» **Document excerpt**
··········

You can buy ring lights that fit on the end of your lens, and they provide a continuous light source. A ring light won’t give you powerful lighting as a flash will, but it can be very effective.
Artificial lighting can reflect off shiny surfaces, so if directly lighting a subject, this is something to be aware of.
4. Use the right aperture
When you are very close to a subject, this puts unavoidable limitations on the depth of field in your image – the minimum focus distance of some macro lenses is short, so you may find yourself very close to your subject.
Most of the time you will probably be looking at a narrow aperture to get more of your subject in focus – so stop down (i.e. make the f-stop of your lens a larger number).
It’s also important to get most of your subject on the same focal plane to keep the image sharp.
So stop down to f/18 and angle your image, so the subject is on the same focal plane to avoid part of the image looking soft.
5. Try focus stacking
Many cameras have a focus stacking option – Olympus originally pioneered this, but now Nikon and Canon and other brands offer the same feature.
Automatic focus stacking enables you to combine different images – each with different focus distances.
This can be done manually but is much easier in a camera like a Nikon D850. Then you can use Lightroom to help you combine the images when editing – here’s a guide.
The final image will give you an ultra-sharp, in-focus image.
6. Choose your subject wisely
With macro photography, you will, of course, want to get close. But some subjects, such as insects and other small animals, may move away before you can click the shutter.
If you are aiming to photograph fast-moving subjects, consider photographing them later in the day, as they start to move slower as night gets closer.
Of course, choosing a non-moving subject to begin with is probably wise! As you get more confident, you can try photographing insects and other small animals.
The ultimate achievement is to be able to get your macro lens close enough to capture something small and normally fast-moving, such as a dragonfly!
7. Be aware of your minimum focus distance
You will see on your macro lens that you can select the focusing distance for your subject when using autofocus. Make sure you select the right one – otherwise your autofocus will never lock onto your focal point.
You may find that manual focus works best when you have the time to set up a tripod, and we discuss this below. But sometimes, you don’t have the time for this – you need to get the image quickly before your tiny subject flies away for instance!

··········

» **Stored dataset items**
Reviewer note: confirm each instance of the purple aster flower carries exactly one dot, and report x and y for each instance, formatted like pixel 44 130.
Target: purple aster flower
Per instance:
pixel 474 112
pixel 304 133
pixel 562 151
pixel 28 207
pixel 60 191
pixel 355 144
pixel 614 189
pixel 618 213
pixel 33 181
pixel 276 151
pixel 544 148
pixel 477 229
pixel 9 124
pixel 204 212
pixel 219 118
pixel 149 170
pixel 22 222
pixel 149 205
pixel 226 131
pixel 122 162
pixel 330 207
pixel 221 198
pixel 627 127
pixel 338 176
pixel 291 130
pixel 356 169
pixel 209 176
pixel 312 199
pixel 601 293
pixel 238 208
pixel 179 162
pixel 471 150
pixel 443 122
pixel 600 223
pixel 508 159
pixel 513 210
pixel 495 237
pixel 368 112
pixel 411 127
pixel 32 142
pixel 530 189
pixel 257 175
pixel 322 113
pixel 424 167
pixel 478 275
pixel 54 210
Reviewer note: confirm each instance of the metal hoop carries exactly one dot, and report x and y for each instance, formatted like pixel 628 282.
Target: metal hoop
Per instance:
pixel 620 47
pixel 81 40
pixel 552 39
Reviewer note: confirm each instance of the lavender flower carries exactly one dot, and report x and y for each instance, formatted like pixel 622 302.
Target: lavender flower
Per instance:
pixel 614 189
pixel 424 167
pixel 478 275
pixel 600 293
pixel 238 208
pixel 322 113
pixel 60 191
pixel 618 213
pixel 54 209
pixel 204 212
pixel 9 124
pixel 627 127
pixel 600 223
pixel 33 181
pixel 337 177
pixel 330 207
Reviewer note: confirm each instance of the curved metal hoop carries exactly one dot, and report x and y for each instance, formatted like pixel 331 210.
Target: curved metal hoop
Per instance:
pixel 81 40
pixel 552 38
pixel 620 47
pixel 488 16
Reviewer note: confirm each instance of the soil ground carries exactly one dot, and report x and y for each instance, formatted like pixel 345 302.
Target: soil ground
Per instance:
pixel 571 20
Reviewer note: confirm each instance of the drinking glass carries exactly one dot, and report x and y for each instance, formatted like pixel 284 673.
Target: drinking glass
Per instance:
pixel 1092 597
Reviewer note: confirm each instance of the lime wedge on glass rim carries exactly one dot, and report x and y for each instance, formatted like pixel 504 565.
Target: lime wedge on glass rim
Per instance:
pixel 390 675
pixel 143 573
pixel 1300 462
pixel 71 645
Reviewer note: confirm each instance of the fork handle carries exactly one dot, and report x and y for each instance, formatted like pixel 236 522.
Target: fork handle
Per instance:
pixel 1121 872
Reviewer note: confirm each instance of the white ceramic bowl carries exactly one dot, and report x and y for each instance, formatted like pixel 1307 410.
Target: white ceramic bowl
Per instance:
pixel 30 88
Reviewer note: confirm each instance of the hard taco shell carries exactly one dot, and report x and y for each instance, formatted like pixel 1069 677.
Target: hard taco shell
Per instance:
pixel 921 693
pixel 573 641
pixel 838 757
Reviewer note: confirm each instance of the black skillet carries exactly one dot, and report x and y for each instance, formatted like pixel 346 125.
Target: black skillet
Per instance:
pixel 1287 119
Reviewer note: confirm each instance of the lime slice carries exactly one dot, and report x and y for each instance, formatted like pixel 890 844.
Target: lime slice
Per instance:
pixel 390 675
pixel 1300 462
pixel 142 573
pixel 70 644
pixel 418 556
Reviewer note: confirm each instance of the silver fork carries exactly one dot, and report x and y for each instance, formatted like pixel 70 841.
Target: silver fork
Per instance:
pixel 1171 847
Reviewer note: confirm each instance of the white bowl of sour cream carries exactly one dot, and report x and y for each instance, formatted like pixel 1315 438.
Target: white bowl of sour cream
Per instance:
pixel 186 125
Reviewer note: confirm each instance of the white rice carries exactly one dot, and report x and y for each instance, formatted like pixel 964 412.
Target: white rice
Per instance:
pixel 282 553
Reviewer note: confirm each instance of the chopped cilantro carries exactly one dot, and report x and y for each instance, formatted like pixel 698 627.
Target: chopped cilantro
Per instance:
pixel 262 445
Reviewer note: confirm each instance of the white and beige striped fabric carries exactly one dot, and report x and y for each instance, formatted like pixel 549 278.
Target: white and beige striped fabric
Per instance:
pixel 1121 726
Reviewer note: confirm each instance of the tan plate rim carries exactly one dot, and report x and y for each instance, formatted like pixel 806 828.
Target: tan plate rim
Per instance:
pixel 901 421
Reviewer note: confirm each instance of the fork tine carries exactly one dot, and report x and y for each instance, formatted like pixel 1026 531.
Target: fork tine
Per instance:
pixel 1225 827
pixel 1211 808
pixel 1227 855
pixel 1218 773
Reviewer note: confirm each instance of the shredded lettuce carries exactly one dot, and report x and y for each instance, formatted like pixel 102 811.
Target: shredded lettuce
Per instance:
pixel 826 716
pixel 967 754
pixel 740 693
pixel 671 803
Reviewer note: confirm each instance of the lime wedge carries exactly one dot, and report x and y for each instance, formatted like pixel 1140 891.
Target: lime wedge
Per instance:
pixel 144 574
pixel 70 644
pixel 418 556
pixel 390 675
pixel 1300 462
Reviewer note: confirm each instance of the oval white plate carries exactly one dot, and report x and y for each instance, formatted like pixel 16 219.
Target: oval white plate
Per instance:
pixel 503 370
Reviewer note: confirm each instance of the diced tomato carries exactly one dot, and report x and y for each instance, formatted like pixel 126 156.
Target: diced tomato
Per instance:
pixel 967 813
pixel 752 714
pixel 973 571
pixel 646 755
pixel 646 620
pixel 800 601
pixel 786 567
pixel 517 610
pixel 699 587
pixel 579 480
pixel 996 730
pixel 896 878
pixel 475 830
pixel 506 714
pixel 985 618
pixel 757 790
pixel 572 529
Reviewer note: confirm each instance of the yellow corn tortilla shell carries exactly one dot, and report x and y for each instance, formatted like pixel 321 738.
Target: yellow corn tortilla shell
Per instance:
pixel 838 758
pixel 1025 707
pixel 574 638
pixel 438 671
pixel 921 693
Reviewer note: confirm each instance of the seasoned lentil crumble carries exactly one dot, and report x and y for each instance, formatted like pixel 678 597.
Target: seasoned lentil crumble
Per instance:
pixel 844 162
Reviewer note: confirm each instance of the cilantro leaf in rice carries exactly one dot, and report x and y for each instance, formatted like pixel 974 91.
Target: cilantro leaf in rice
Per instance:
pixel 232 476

··········

» **What is asked**
**1.** Sum up the macro photography tips in two sentences.
**2.** Decide whether each statement agrees with the macro photography tips, answering yes or no and quoting the words that settle it: (a) A ring light gives more powerful lighting than a flash. (b) Olympus originally pioneered focus stacking. (c) Stopping down means making the f-stop of the lens a smaller number.
**3.** Using the macro photography tips, explain in one sentence why fast-moving subjects might be photographed later in the day.

» **Answers by task**
**1.** The macro photography tips recommend ring lights as a continuous light source, a narrow aperture such as f/18 with the subject on one focal plane, and focus stacking to combine images taken at different focus distances. They also advise starting with non-moving subjects, photographing fast-moving ones later in the day, and selecting the right focusing distance on the lens so autofocus can lock onto the focal point.

**2.**
(a) No: "A ring light won’t give you powerful lighting as a flash will"
(b) Yes: "Olympus originally pioneered this"
(c) No: "make the f-stop of your lens a larger number"

**3.** Such subjects start to move slower as night gets closer.